Work task: Select from the data all lines with the word "wall".

Supplied material:
:::::

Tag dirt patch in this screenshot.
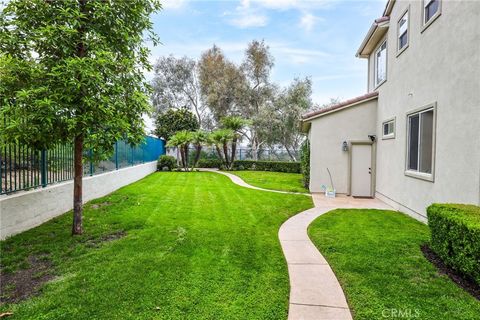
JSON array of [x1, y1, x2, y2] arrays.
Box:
[[91, 201, 111, 210], [421, 244, 480, 300], [84, 230, 127, 248], [0, 255, 54, 304]]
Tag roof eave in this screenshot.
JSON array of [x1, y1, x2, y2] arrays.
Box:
[[302, 93, 379, 123], [356, 22, 389, 58]]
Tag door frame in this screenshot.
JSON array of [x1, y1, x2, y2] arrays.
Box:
[[348, 140, 376, 197]]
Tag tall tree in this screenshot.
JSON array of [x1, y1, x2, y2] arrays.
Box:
[[151, 55, 209, 127], [0, 0, 160, 235], [154, 108, 199, 141], [239, 40, 275, 160], [198, 45, 246, 124], [268, 78, 313, 161]]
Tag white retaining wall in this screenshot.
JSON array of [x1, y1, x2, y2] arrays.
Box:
[[0, 162, 157, 240]]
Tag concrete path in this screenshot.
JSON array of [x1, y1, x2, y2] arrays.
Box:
[[199, 169, 392, 320], [198, 169, 311, 196]]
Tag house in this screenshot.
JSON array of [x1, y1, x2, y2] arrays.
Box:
[[302, 0, 480, 221]]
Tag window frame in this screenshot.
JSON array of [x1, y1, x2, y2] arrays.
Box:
[[382, 117, 396, 140], [397, 7, 410, 56], [405, 103, 437, 182], [374, 39, 387, 89], [422, 0, 442, 32]]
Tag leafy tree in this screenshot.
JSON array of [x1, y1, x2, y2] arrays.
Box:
[[239, 40, 275, 160], [0, 0, 160, 235], [166, 131, 192, 171], [268, 77, 313, 161], [190, 130, 209, 169], [198, 45, 246, 124], [209, 129, 234, 169], [154, 108, 199, 141], [151, 55, 210, 128], [221, 116, 249, 165]]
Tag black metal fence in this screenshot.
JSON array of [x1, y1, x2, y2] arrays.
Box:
[[0, 136, 165, 195]]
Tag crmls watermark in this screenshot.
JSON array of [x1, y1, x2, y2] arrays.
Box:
[[382, 308, 420, 318]]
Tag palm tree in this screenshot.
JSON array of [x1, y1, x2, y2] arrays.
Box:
[[210, 129, 234, 168], [191, 130, 209, 169], [221, 116, 249, 167], [167, 131, 193, 171]]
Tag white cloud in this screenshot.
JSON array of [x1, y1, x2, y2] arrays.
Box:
[[161, 0, 187, 10], [230, 14, 268, 28], [299, 13, 320, 32], [225, 0, 269, 29], [250, 0, 336, 11]]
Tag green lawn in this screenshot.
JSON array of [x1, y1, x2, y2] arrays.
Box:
[[0, 172, 313, 319], [227, 171, 308, 193], [308, 209, 480, 320]]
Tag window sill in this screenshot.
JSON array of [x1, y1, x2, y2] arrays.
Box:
[[396, 44, 409, 57], [382, 134, 395, 140], [374, 79, 387, 90], [405, 170, 434, 182], [421, 12, 441, 33]]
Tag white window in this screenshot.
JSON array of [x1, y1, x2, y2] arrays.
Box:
[[375, 41, 387, 87], [382, 118, 395, 139], [424, 0, 441, 25], [406, 106, 436, 180], [398, 11, 409, 52]]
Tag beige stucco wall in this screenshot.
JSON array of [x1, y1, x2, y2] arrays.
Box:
[[308, 100, 377, 193], [369, 0, 480, 219]]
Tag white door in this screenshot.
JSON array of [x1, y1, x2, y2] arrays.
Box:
[[351, 144, 372, 197]]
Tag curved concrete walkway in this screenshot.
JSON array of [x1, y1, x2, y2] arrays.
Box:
[[199, 169, 392, 320]]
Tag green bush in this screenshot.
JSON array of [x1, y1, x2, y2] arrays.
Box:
[[157, 155, 177, 171], [427, 203, 480, 284], [197, 159, 223, 168], [233, 160, 301, 173], [300, 140, 310, 189]]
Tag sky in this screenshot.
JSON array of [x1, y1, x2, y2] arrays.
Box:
[[148, 0, 387, 105]]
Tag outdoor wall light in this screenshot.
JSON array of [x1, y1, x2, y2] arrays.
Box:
[[342, 141, 348, 152]]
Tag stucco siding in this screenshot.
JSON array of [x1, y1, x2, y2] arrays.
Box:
[[309, 100, 377, 193], [373, 0, 480, 218]]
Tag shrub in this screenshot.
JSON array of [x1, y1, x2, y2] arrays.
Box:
[[233, 160, 301, 173], [157, 155, 177, 171], [427, 203, 480, 284], [197, 159, 223, 168], [300, 140, 310, 189]]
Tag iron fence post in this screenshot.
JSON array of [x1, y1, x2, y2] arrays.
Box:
[[89, 149, 94, 176], [115, 141, 119, 170], [41, 149, 47, 187]]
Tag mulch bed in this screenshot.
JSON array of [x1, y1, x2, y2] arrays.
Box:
[[421, 244, 480, 300]]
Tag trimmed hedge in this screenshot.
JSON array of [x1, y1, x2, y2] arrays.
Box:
[[197, 159, 223, 168], [233, 160, 301, 173], [300, 140, 310, 189], [196, 159, 301, 173], [427, 203, 480, 285]]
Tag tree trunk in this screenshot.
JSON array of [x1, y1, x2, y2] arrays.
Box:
[[285, 146, 297, 162], [214, 145, 225, 166], [230, 136, 237, 168], [193, 144, 202, 169], [72, 134, 84, 235], [183, 145, 189, 171], [223, 142, 230, 169]]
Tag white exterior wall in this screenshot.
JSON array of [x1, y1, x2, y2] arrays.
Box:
[[370, 1, 480, 219], [0, 162, 157, 239], [309, 100, 377, 193]]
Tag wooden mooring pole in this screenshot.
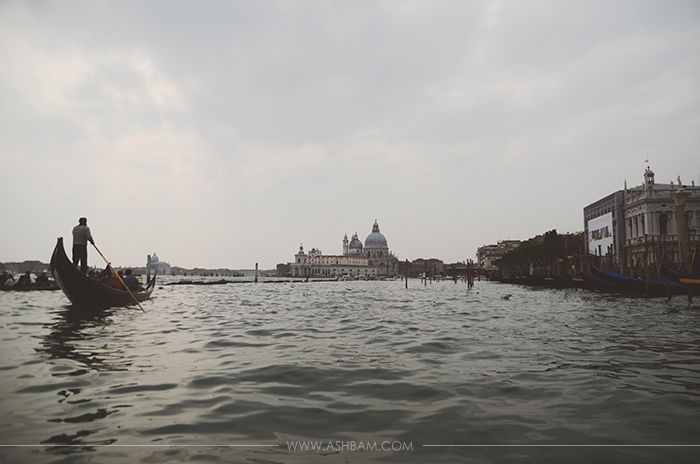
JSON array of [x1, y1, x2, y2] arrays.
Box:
[[467, 260, 474, 289], [405, 259, 409, 289]]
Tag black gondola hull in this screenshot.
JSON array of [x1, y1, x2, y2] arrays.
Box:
[[591, 263, 684, 296], [50, 237, 154, 308], [661, 255, 700, 292]]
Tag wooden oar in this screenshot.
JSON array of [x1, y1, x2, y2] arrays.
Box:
[[92, 243, 147, 313]]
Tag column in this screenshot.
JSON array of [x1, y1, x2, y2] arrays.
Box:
[[672, 190, 692, 270]]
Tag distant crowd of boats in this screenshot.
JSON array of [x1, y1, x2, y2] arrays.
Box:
[[0, 270, 58, 291], [489, 254, 700, 300]]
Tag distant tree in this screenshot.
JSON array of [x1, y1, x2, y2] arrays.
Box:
[[494, 239, 546, 269], [494, 230, 584, 271], [543, 229, 563, 260]]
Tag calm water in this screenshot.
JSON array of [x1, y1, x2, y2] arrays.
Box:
[[1, 277, 700, 463]]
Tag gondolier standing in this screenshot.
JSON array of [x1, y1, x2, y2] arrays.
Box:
[[72, 217, 95, 273]]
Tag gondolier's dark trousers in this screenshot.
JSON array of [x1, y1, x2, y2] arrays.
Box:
[[72, 244, 88, 273]]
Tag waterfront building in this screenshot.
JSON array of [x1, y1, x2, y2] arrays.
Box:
[[290, 245, 309, 277], [0, 260, 48, 274], [288, 220, 400, 278], [147, 253, 171, 275], [623, 168, 700, 272], [444, 261, 469, 277], [288, 244, 376, 278], [477, 240, 521, 271], [406, 258, 445, 278], [363, 220, 400, 277], [584, 167, 700, 273], [276, 263, 290, 277], [583, 190, 625, 263]]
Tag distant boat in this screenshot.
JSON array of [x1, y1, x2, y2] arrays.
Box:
[[50, 237, 156, 308], [0, 283, 59, 292]]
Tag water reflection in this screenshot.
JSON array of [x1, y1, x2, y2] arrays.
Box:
[[40, 428, 117, 451], [38, 306, 130, 373], [36, 306, 131, 452]]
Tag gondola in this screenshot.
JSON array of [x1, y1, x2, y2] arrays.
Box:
[[489, 274, 512, 283], [492, 271, 576, 289], [591, 262, 683, 297], [0, 284, 60, 292], [660, 255, 700, 293], [532, 271, 571, 288], [564, 273, 585, 289], [529, 271, 556, 287], [50, 237, 156, 308], [581, 271, 619, 293]]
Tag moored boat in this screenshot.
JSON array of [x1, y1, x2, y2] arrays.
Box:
[[50, 237, 155, 308], [660, 255, 700, 294], [581, 272, 619, 293], [591, 263, 683, 297], [564, 273, 585, 289], [531, 271, 572, 288], [0, 284, 60, 292]]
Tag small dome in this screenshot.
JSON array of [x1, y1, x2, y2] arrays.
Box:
[[365, 220, 388, 247], [349, 232, 363, 249]]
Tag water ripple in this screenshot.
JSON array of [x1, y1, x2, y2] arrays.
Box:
[[2, 279, 700, 463]]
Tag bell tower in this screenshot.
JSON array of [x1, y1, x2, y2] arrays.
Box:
[[644, 166, 655, 190]]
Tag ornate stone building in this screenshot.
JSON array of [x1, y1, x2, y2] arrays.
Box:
[[584, 167, 700, 274], [624, 168, 700, 272], [361, 220, 400, 277], [147, 253, 171, 275], [288, 220, 400, 278]]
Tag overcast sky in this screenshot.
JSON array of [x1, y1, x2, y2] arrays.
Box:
[[1, 0, 699, 270]]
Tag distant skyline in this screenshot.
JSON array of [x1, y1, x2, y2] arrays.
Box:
[[1, 0, 699, 269]]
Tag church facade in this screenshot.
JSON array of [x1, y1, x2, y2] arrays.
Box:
[[288, 220, 400, 278], [147, 253, 171, 275]]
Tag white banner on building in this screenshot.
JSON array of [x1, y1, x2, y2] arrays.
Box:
[[588, 212, 614, 256]]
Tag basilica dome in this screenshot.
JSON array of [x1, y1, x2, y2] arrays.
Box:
[[349, 233, 363, 250], [365, 220, 388, 247]]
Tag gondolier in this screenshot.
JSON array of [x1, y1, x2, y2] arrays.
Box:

:::::

Response area:
Tag white retaining wall in this screenshot.
Tag beige stucco wall in this screenshot.
Tag outdoor wall light in this screenshot.
Tag white exterior wall in this screenshot.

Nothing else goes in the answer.